● **What you should do**
Format the records below as a numbered list, leaving out blank lines and all pictures.

● **Stored data**

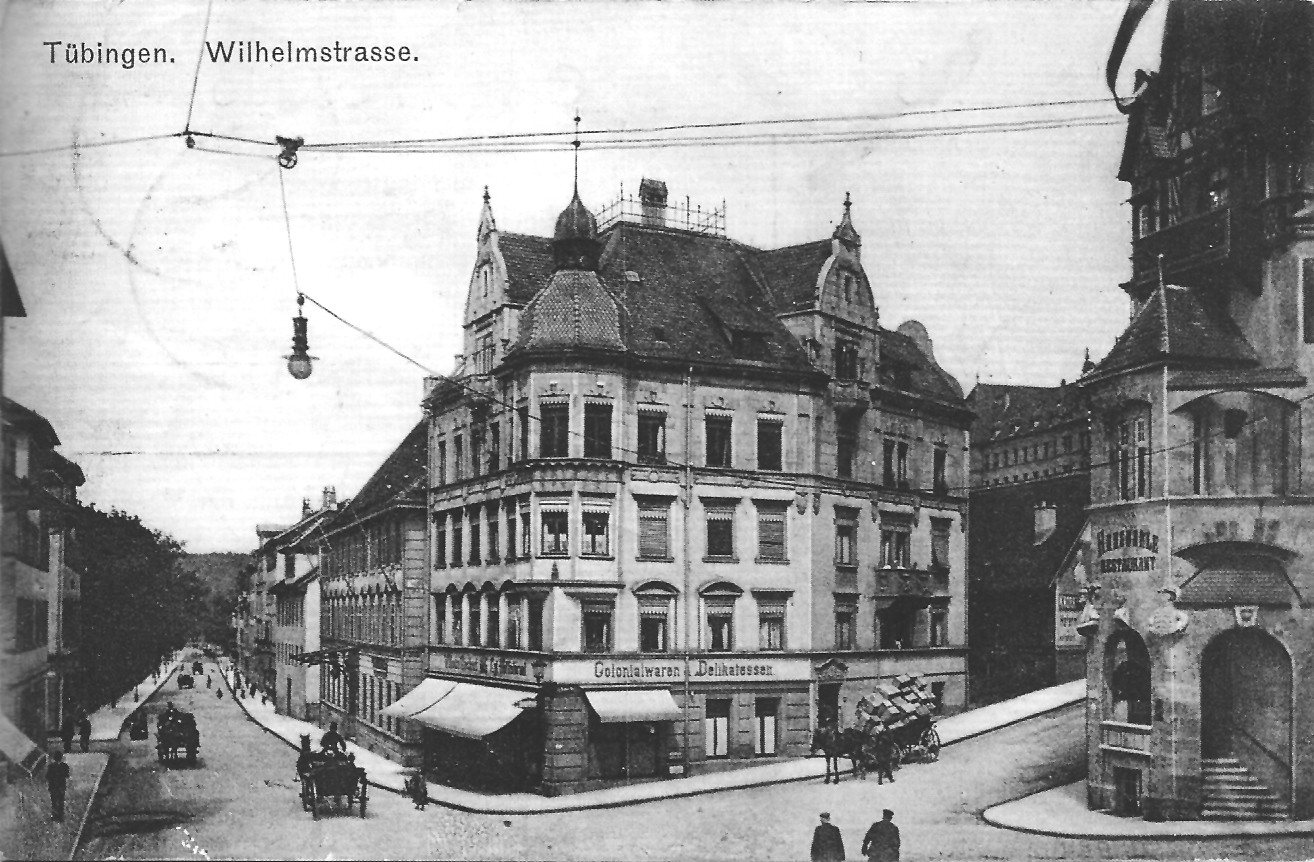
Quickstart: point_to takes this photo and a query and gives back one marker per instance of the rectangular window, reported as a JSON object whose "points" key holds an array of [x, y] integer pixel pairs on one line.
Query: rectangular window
{"points": [[771, 521], [769, 444], [845, 614], [720, 532], [652, 438], [765, 729], [555, 430], [940, 543], [845, 447], [938, 627], [597, 430], [716, 728], [770, 624], [597, 627], [846, 538], [595, 535], [1308, 297], [720, 624], [556, 534], [535, 623], [653, 532], [719, 440], [653, 622]]}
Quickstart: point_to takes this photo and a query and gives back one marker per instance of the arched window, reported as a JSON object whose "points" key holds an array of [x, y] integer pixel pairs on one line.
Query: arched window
{"points": [[1126, 678]]}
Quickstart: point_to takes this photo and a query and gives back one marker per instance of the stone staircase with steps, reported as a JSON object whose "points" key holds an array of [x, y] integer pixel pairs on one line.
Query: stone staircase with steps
{"points": [[1231, 793]]}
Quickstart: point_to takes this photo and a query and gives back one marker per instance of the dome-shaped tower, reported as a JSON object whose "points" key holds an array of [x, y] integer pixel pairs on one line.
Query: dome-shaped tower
{"points": [[574, 242]]}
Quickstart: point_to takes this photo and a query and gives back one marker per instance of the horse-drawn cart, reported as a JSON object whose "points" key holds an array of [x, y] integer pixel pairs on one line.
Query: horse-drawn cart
{"points": [[331, 778], [178, 737]]}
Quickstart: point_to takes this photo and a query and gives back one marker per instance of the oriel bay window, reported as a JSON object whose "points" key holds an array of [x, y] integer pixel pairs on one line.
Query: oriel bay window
{"points": [[597, 430], [597, 626], [652, 436], [556, 532], [553, 429]]}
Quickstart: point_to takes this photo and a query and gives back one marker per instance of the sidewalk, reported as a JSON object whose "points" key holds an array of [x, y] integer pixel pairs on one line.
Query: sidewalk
{"points": [[389, 775], [26, 831], [107, 723], [1062, 812]]}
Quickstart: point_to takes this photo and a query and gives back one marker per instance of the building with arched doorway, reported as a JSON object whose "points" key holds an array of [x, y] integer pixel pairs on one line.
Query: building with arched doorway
{"points": [[1201, 513]]}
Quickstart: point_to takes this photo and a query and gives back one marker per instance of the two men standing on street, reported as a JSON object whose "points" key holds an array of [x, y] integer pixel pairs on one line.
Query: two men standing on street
{"points": [[881, 844]]}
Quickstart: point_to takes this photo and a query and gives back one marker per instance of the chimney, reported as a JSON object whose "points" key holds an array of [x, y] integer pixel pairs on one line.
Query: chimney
{"points": [[652, 197]]}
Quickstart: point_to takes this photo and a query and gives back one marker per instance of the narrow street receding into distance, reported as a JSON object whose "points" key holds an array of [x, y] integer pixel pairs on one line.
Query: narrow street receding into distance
{"points": [[242, 802]]}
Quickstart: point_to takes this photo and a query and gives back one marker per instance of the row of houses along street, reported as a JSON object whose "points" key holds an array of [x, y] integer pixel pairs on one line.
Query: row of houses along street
{"points": [[685, 499]]}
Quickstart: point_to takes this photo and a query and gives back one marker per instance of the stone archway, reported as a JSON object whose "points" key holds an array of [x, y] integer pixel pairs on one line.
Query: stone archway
{"points": [[1246, 704]]}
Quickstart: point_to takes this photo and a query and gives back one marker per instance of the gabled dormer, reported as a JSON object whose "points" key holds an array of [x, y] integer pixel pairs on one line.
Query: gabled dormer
{"points": [[490, 318], [828, 301]]}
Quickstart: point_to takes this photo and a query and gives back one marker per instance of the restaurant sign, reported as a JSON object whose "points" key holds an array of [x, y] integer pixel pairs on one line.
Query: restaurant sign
{"points": [[1120, 549]]}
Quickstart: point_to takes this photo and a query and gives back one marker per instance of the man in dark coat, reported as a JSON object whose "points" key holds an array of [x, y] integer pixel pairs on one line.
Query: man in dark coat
{"points": [[827, 844], [57, 779], [882, 840]]}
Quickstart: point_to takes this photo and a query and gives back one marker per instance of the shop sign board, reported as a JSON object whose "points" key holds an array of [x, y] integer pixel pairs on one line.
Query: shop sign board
{"points": [[644, 670]]}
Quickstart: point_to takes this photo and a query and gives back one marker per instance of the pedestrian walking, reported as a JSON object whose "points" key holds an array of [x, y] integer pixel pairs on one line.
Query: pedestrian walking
{"points": [[827, 842], [57, 779], [882, 840], [84, 731], [67, 729]]}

● **Result for this task**
1. Quickstart: point_to takes this photo and a query and gives back one marker per instance of the rectangular window, reported as a JSON object whose "points" key holds an array of [x, y] integer pixel pairs on one line.
2. Query: rectangular window
3. {"points": [[771, 521], [769, 444], [845, 614], [720, 532], [652, 438], [765, 729], [555, 430], [940, 543], [845, 447], [938, 627], [597, 430], [716, 728], [770, 624], [597, 627], [846, 538], [595, 535], [1308, 297], [720, 624], [556, 534], [535, 623], [653, 532], [719, 440], [653, 622]]}
4. Quickstart: point_to takes this photo and a query and gives back one marker per instance of the arched window, reported as a JSON object whose "points" key holds an array of [x, y] integer pixel pairs on one line.
5. Query: arched window
6. {"points": [[1126, 678]]}
7. Quickstart: point_to takes this photo and a query and gives back one marker per instance of the stone staircase with steps, reported as a JSON object whose "points" key holds an array of [x, y] integer pixel pairs on one line.
8. Query: stone staircase with steps
9. {"points": [[1231, 793]]}
10. Quickstart: point_to takes this photo and a query and gives back one marker per instance of the dome-shaped tower, reported as a JSON object whose "points" key holds an array of [x, y] integer pixel pairs on one line.
11. Query: dome-shaped tower
12. {"points": [[574, 242]]}
13. Quickstart: point_to takes this photo and a query and gives back one marker per instance of the horse-drawn cart, reported as a JSON object whose "points" key holds an array of [x, y] integer pixel pairs on one line.
14. Query: horse-drawn cart
15. {"points": [[331, 778], [178, 737]]}
16. Quickstart: point_to takes this photo and a query and gives back one marker per instance of the oriel bay window, reported as a JSON object whose "points" key holds an array of [x, y] integer pixel pairs on one line.
17. Query: oriel bay window
18. {"points": [[597, 430], [597, 626], [652, 436], [556, 532], [553, 429]]}
19. Quickstart: point_to takes this photo and a query and gives back one marker per instance of the sidewalk, reported as a JSON object whose "points" key holds an array of [x, y] integer pixel pairs on one line.
20. Query: sidewalk
21. {"points": [[389, 775], [26, 831], [107, 723], [1062, 812]]}
22. Quickstart: point_to takes this photo and a query and gives back one marker per instance of the building with arched doorway, reported as a JSON object whose "points" key holds an array of [x, y] integer pixel pairs on one line.
23. Query: building with arched doorway
24. {"points": [[1201, 513]]}
25. Quickstart: point_to takes this photo and a query and gives back one marker per instance of the two men standing on street, reported as a JSON object whose "points" key holds an array of [x, y] integer pixel pairs on one line.
26. Query: two men standing on street
27. {"points": [[881, 844]]}
28. Quickstart: point_to takes this photo and a query and gives back one marker per instance of the chimney, reported as a JSON object whose "points" key holds an array of [x, y] integer pixel pairs on one line.
29. Query: chimney
30. {"points": [[652, 197]]}
31. Quickstart: point_to takes this photo and a query and gives back one marker per instance of the narrow street receding into distance, reported as a JSON object whose "points" key holds an array of [x, y] integer pixel pairs on one line.
32. Query: narrow street receding into distance
33. {"points": [[242, 802]]}
34. Quickstart: point_to takes this photo and a query and gives back one marker per instance of the row of houses along street, reported as a JSON object whose "points" key holds an array of [x, y] integer pixel pairs on one line.
35. Query: row of houses along street
36. {"points": [[685, 499]]}
37. Quickstart: point_to takes this photo and a query and gives back one marker per instance of the stone archway, reported as a JSON object whose "points" key holds an array of [x, y] integer pixel pairs on one line.
38. Query: stone archway
39. {"points": [[1246, 704]]}
40. Quickstart: point_to takes this photo and a query and gives back one marker per instance of the gabled dormer, reported as a JSON object whose "points" key holds an array of [x, y] integer pixel pairs on one line.
41. Query: gabled dormer
42. {"points": [[490, 318], [828, 301]]}
43. Quickstart: point_to takes this photo and a query and gives back one marker per instance of the restaurant sign, reported as a JSON object whose "points" key holds an array of [x, y] integer pixel pairs on one line.
44. Query: restaurant sign
45. {"points": [[1120, 549]]}
46. Quickstart: point_to takes this photo and a query and gives back one marker per instance of the man in dark coat, reported as a JSON object whose "points" key holds an array of [x, y] integer pixel pairs on one line.
47. Query: man in dark coat
48. {"points": [[827, 844], [57, 779], [882, 840]]}
49. Quickstart: point_to takes this photo and a query and gives back one marker per instance of the shop sign board, reported as a JSON object whose "points" key holds an array of [x, y] integer pixel pairs on one line.
50. Query: shop sign board
51. {"points": [[644, 670]]}
52. Quickstart: point_to takes this photo and a query and gives back one marker per instance of the pedestrian walking, reported as a JSON object whose "points" key holds an array of [x, y] integer pixel pairs on one line.
53. Query: pedestrian walking
54. {"points": [[827, 842], [57, 779], [882, 840], [84, 731], [67, 729]]}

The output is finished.